AIM OF THE TASK :: Return all the entries below exactly as they were given.

- - -

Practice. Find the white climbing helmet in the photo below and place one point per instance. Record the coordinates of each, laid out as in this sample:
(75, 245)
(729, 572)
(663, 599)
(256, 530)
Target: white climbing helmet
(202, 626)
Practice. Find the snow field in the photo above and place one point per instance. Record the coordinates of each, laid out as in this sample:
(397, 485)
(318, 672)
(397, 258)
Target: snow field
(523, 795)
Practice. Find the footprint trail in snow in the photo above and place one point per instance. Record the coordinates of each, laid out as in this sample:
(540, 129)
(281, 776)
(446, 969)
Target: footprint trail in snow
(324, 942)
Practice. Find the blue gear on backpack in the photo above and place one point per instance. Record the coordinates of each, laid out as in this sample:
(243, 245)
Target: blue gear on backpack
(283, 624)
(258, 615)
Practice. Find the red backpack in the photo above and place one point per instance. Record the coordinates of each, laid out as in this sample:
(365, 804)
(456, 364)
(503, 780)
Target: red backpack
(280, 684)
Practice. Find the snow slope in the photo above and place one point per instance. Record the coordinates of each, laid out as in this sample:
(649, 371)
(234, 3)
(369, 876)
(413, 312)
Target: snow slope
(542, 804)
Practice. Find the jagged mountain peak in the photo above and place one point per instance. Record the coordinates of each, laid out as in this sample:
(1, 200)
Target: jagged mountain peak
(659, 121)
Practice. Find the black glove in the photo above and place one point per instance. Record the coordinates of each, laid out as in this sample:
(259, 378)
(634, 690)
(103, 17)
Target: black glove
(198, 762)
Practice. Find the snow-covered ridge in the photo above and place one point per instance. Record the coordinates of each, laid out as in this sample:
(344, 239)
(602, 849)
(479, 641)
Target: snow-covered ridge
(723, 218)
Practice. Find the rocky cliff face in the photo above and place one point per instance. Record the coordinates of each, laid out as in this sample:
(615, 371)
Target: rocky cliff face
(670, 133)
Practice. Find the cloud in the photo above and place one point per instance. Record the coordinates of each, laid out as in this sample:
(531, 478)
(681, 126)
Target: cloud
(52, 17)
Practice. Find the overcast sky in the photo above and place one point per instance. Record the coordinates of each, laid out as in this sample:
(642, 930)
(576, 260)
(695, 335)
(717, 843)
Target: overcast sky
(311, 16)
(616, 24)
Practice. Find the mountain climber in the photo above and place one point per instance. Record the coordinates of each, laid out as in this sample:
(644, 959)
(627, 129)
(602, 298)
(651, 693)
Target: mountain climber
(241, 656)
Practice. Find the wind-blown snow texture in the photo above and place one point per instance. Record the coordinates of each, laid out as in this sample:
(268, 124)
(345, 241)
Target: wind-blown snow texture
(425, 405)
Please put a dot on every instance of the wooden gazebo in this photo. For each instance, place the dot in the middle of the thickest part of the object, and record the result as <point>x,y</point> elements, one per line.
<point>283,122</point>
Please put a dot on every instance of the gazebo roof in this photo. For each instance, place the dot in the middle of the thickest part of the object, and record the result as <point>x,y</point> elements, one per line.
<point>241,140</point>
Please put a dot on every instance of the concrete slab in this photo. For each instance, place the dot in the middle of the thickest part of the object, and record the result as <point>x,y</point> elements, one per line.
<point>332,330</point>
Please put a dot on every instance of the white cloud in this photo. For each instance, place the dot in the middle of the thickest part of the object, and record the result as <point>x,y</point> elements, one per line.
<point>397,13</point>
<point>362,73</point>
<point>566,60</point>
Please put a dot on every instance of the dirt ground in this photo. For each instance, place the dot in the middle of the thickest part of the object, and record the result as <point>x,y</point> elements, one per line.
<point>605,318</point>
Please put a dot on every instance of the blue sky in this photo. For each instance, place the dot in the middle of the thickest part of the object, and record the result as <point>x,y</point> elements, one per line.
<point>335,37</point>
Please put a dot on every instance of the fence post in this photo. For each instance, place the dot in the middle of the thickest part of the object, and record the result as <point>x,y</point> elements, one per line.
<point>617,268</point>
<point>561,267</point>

- - -

RESULT OF THE EXERCISE ::
Practice. Find the white climbing helmet in the photo below and place one point per instance. Record the coordinates of each, laid out as in this sample:
(75, 245)
(729, 572)
(663, 599)
(256, 530)
Target: white climbing helmet
(202, 626)
Practice. Find the snow field in the photo above and place one point per instance. Record the coordinates of each, laid out as in this sample:
(397, 485)
(318, 672)
(397, 258)
Target: snow field
(523, 795)
Practice. Find the footprint trail in snow in the photo above and place one point per instance. Record the coordinates of each, laid out as in this sample:
(540, 129)
(281, 776)
(446, 969)
Target: footprint trail in snow
(324, 942)
Practice. Find the blue gear on backpack in the photo above and place one point per instance. Record the coordinates of each, laid out as in this sample:
(243, 245)
Target: blue gear on backpack
(283, 624)
(258, 615)
Practice. Find the red backpack in the photo above and place one point per instance. Record the coordinates of each, laid out as in this sample:
(365, 804)
(456, 364)
(503, 780)
Target: red backpack
(280, 684)
Practice. Find the snow slope in the photo above and place one point per instance. Record the coordinates of each, laid out as in this sample:
(649, 371)
(234, 3)
(369, 876)
(413, 312)
Target: snow slope
(542, 804)
Practice. Find the jagged mountain peak in the photo above and place one point per instance. Record the coordinates of each, laid out as in this sample:
(1, 200)
Target: jagged mountain peak
(659, 121)
Practice. Find the black glove in the photo above and place one point per instance. Record the coordinates of each, laid out as in this sample:
(259, 378)
(634, 690)
(103, 17)
Target: black glove
(198, 762)
Practice. Find the snow-covered ridge in the photo above and place one point per instance. Record the coordinates of each, laid out as in this sample:
(344, 239)
(602, 849)
(479, 641)
Target: snow-covered ridge
(723, 218)
Practice. Find the rocky cliff face in the photo above and place one point per instance. Record the coordinates of each, laid out as in this sample:
(615, 371)
Target: rocky cliff face
(670, 133)
Practice. Find the cloud in the photo above and place one point per instance. Record the coordinates of each, laid out as in this sample:
(531, 478)
(681, 126)
Target: cloud
(52, 17)
Practice. Find the overcast sky in the photo above and place one point per instance. Record the coordinates of each, laid out as in this sample:
(642, 930)
(576, 260)
(695, 335)
(717, 843)
Target: overcast sky
(311, 16)
(616, 24)
Practice. Find the mountain climber in the photo above and place one point per instance. Record the coordinates of each, laid out as in this sample:
(644, 959)
(627, 129)
(602, 298)
(651, 693)
Target: mountain climber
(241, 656)
Practice. Find the wind-blown snow texture in the photo above and place one point per instance. Record the coordinates of each, laid out as in this sample:
(268, 124)
(345, 241)
Target: wind-blown snow texture
(425, 405)
Please put a dot on every instance of the wooden gazebo in this photo. For each instance, place the dot in the middle of the thickest part of the object, and record the result as <point>x,y</point> elements, one per line.
<point>283,122</point>
Please put a dot on every instance of the gazebo roof in this photo. For each instance, place the dot in the middle of the thickest part of the object, and record the result as <point>x,y</point> elements, one per line.
<point>241,140</point>
Please put a dot on every instance of the concrete slab in this photo. For each instance, place the dot in the middle of the thickest part of the object, and record the result as <point>x,y</point> elements, one per line.
<point>332,330</point>
Please put a dot on every instance of the white cloud in this photo. For each instance, place the dot in the middle of the thickest part of the object, and record the result as <point>x,y</point> elements, one per line.
<point>397,13</point>
<point>362,73</point>
<point>566,60</point>
Please put a dot on every instance of the dirt ground in this photo. For each instance, place the dot in the middle of the thickest part of the object, and record the result as <point>x,y</point> elements, one per line.
<point>605,318</point>
Please put a dot on every instance of the blue sky in this photo. For each instance, place the dot in the middle of the thickest part of the object, and record the result as <point>x,y</point> elements, one per line.
<point>335,37</point>
Please put a dot on every instance of the fence post in this photo. For each instance, place the dot in the middle of the thickest part of the object, and record the result as <point>x,y</point> elements, one per line.
<point>617,268</point>
<point>561,267</point>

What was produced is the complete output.